Passage for review:
^^^^

Pioneertown, a smudge of a place in the high desert near Palm Springs, is among California’s more unusual counterpoints to city living.

It began in 1946 as a live-in movie set, built by a group of Hollywood legends including Roy Rogers and Gene Autry to replicate a 19th-century Western town — complete with a bank, a chapel and a saloon.

Dozens of films and television shows were shot there.

More than 70 years later, it has been transformed into a real town with roughly 350 residents drawn in part by the area’s otherworldly terrain of boulders, sand and Joshua trees.

Many work in creative fields, and hail from cities like Los Angeles and San Francisco.

For Yves Kamoiner, a jewelry designer who relocated from Manhattan, Pioneertown represented a fresh start.

“When I arrived to the desert, I mean it’s really you and nothing,” he said. “There’s something about the desert that gives you permission to play and to find yourself again.”

^^^^

List of tasks:
**A.** Decide whether each statement below agrees with the passage on Pioneertown, answering yes or no and quoting the words of the passage that settle it. (i) Pioneertown began in 1946 as a live-in movie set. (ii) The town now has roughly 3,500 residents. (iii) Yves Kamoiner moved to Pioneertown from San Francisco.
**B.** Reproduce the passage on Pioneertown word for word, everything from "Pioneertown, a smudge" down to "a fresh start.".

Records:
^^^^

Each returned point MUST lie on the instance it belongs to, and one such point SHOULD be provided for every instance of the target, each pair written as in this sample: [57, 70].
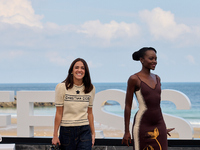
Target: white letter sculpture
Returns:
[26, 120]
[6, 96]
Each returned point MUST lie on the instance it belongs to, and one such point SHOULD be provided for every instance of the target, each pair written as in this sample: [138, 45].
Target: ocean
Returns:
[191, 89]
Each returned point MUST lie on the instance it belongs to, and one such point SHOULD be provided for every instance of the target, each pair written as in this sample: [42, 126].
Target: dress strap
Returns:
[138, 77]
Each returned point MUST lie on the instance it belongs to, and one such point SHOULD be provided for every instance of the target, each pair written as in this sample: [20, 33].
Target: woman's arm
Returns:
[58, 118]
[132, 82]
[91, 123]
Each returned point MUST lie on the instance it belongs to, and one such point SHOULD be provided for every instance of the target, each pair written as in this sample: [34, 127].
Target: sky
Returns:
[40, 38]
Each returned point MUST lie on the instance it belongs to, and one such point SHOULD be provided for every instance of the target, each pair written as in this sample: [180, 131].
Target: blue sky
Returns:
[40, 39]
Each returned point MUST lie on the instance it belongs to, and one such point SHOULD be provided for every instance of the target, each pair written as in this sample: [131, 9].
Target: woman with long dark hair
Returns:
[149, 129]
[74, 101]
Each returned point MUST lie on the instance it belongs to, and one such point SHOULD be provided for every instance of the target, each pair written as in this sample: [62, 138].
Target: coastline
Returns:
[109, 132]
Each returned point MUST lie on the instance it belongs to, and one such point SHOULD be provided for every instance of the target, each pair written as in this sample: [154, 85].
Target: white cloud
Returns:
[162, 24]
[19, 12]
[190, 59]
[94, 65]
[11, 54]
[110, 30]
[56, 58]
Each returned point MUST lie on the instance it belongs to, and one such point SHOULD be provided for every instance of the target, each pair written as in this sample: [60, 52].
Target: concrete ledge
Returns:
[41, 143]
[46, 147]
[7, 146]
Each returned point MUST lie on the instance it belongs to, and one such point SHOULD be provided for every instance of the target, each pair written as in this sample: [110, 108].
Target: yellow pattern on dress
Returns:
[153, 135]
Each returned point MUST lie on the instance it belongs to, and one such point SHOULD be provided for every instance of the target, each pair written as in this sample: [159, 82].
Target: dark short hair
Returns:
[69, 83]
[140, 53]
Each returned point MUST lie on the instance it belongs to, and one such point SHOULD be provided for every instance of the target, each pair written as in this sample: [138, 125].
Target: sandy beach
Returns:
[11, 130]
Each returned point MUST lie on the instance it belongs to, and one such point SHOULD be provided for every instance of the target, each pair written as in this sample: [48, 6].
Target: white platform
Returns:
[7, 146]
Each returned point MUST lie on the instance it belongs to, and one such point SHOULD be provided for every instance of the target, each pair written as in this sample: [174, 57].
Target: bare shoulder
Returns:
[133, 80]
[156, 76]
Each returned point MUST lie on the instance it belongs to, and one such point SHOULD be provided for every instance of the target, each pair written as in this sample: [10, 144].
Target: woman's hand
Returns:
[55, 140]
[93, 139]
[126, 139]
[169, 130]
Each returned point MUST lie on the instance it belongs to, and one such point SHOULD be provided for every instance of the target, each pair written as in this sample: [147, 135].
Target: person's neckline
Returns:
[78, 85]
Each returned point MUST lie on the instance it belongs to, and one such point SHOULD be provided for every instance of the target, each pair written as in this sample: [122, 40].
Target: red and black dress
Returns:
[149, 129]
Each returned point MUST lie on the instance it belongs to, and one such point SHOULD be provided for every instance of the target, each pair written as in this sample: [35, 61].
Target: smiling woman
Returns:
[74, 101]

^^^^

Answers to the problems:
**A.**
(i) Yes: "It began in 1946 as a live-in movie set"
(ii) No: "a real town with roughly 350 residents"
(iii) No: "a jewelry designer who relocated from Manhattan"

**B.**
Pioneertown, a smudge of a place in the high desert near Palm Springs, is among California’s more unusual counterpoints to city living.

It began in 1946 as a live-in movie set, built by a group of Hollywood legends including Roy Rogers and Gene Autry to replicate a 19th-century Western town — complete with a bank, a chapel and a saloon.

Dozens of films and television shows were shot there.

More than 70 years later, it has been transformed into a real town with roughly 350 residents drawn in part by the area’s otherworldly terrain of boulders, sand and Joshua trees.

Many work in creative fields, and hail from cities like Los Angeles and San Francisco.

For Yves Kamoiner, a jewelry designer who relocated from Manhattan, Pioneertown represented a fresh start.